DATA SECTION:

--- start ---

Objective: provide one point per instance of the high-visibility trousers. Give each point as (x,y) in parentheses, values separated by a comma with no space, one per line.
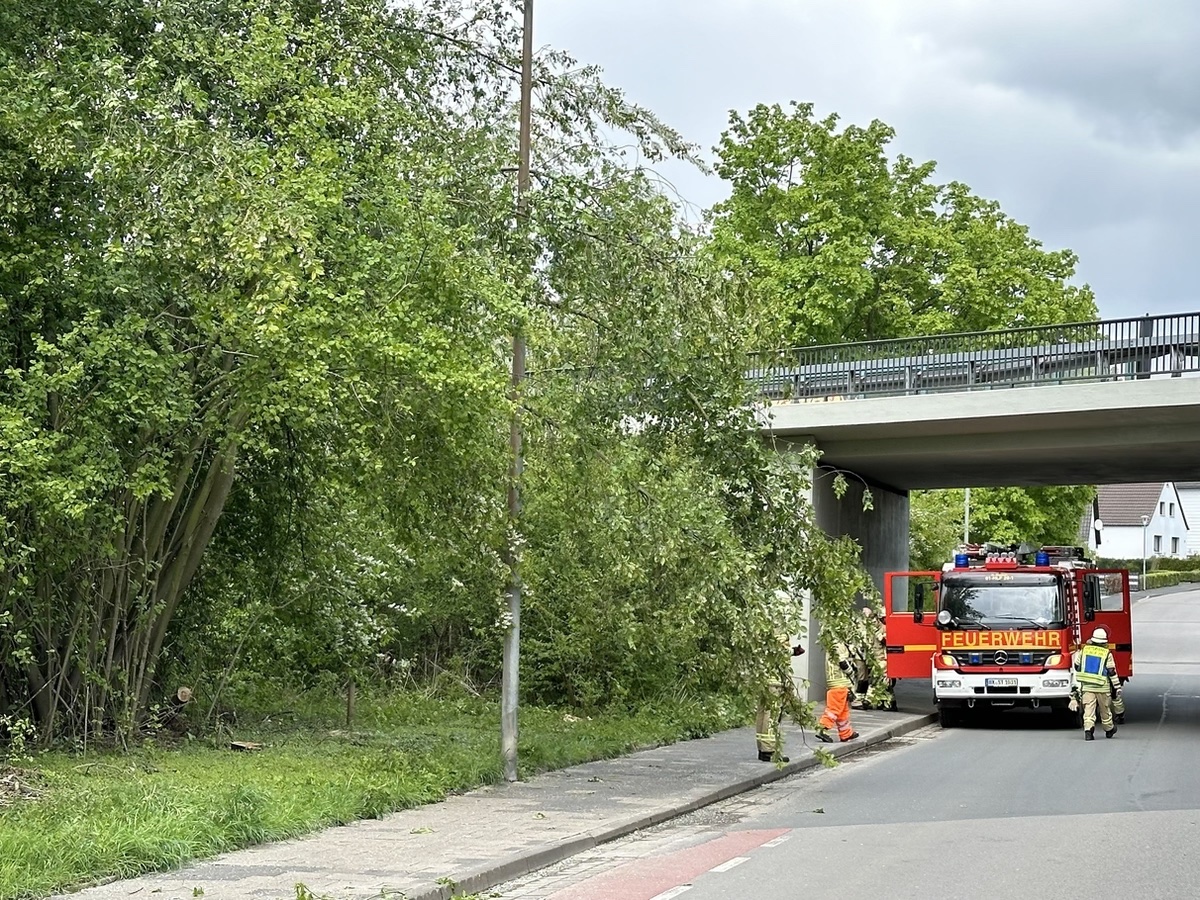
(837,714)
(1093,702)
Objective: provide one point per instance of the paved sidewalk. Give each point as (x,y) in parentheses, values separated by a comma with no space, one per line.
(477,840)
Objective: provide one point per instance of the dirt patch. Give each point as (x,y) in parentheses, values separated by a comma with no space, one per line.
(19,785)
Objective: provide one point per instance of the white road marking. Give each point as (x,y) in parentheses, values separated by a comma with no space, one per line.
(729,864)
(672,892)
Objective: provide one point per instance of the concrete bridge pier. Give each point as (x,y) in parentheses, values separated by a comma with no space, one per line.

--- end ---

DIRECTIONS FOR THIS TASK: The records above must be transcribed exactly. Pictures are left out of the copy.

ANSWER TO THIS PROBLEM:
Objective: provide one point per instance of the high-visibility trousers. Give each point as (x,y) in parentheses, values separated by a comma with no space, one per line.
(837,714)
(1093,702)
Objective: provide one point per instance of the paved sidewalk. Give each point as (x,y) in parentheses, values separated by a comma with no space, one per line.
(477,840)
Objective: provide one point per instance of the dirt patch. Give each point as (x,y) in parentheses, values separated by a comma with no space, one per line.
(19,785)
Objective: provide one point per instance of the white road marking. Give each point as (x,y) in parentheses, values separated by a comma with no space, one per line.
(729,864)
(672,892)
Objective: provide one point per instance of the concrete bridge pier. Give each point as (x,y) in parentheses, values separated by a comma with no space, one per line.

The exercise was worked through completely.